**** Source document ****
A new monitoring and assessment project will store, analyse, visualise and disseminate information on past, present and future states of the Black Sea Basin to assess and predict its sustainability and vulnerability.

Credit: Mello

The Black Sea’s catchment area is large, with a total surface of around 2 million sq km, five times the surface of the Black Sea itself. The environmental vulnerability of the Black Sea region is well known, and the new system will assist countries to make decisions on the region’s future.

The Black Sea is the world’s most isolated sea – connected to the oceans via the Mediterranean Sea through the Bosphorus, Dardanelle and Gibraltar straits, and linked with the Sea of Azov in the northeast through the Kerch Strait. The Black Sea also suffers from severe environmental, social and economic problems. The new enviroGRIDS project addresses these issues by bringing to the region several emerging information technologies that are revolutionising the way we observe our planet.

The state-of-the-art enviroGRIDS project will assist governments to monitor and assess environmental trends in the Black Sea catchment. Launched in April, the project answers a call by the European Commission for capacity building for the development of the Global Earth Observation System of Systems (GEOSS), which links existing and planned observation systems around the world, allowing decision makers to access an extraordinary
range of information.

Analysing and visualising environmental trends. The system will be looking at the entire catchment area, and technical partners will use a hydrology tool called the Soil and Water Assessment Tool, a complementary tool to the MONERIS system used by the ICPDR. “The idea is not to replace the existing tools,” says Anthony Lehmann, Project Coordinator for enviroGRIDS, “but we will be able to compare and hopefully bring some new information to what you already have in the Danube.”
****
§ Objective:
Rewrite the passage on the Black Sea between "A new monitoring" and "sustainability and vulnerability.", inclusive, putting "resilience" in place of "sustainability". The listing comes from a different source than the passage on the Black Sea.
**** Records supplied ****
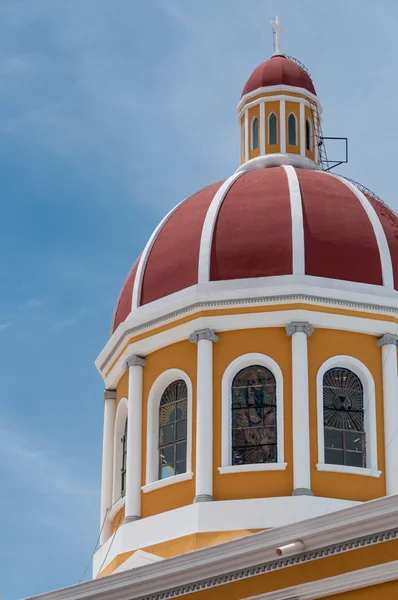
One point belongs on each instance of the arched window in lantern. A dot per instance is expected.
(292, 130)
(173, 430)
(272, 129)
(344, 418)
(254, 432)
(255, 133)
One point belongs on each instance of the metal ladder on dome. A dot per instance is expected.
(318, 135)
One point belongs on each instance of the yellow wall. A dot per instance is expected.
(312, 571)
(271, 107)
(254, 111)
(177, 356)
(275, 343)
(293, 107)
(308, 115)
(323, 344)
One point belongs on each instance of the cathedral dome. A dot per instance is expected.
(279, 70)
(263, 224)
****
**** Records supplied ****
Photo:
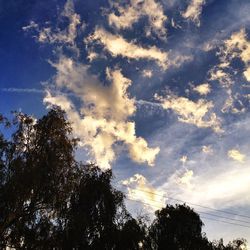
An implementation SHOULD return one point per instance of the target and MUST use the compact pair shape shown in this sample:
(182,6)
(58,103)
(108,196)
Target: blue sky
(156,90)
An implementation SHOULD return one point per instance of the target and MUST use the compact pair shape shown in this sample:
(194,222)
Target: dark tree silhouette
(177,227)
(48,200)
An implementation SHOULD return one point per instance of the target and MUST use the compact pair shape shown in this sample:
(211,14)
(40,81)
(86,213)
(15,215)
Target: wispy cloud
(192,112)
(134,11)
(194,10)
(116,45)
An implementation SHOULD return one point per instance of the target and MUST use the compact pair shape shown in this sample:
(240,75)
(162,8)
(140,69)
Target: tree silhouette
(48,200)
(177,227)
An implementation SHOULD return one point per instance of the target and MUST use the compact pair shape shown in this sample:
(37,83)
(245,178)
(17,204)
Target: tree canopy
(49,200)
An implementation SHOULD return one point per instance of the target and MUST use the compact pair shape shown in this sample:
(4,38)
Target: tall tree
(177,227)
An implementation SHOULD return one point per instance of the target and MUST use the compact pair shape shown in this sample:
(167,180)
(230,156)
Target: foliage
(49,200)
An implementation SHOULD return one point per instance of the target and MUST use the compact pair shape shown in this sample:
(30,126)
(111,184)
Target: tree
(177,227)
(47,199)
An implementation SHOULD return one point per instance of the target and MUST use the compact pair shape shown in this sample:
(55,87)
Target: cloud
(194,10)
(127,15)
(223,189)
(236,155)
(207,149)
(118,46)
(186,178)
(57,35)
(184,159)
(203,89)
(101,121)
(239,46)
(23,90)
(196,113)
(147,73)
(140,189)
****
§ Final answer:
A new monitoring and assessment project will store, analyse, visualise and disseminate information on past, present and future states of the Black Sea Basin to assess and predict its resilience and vulnerability.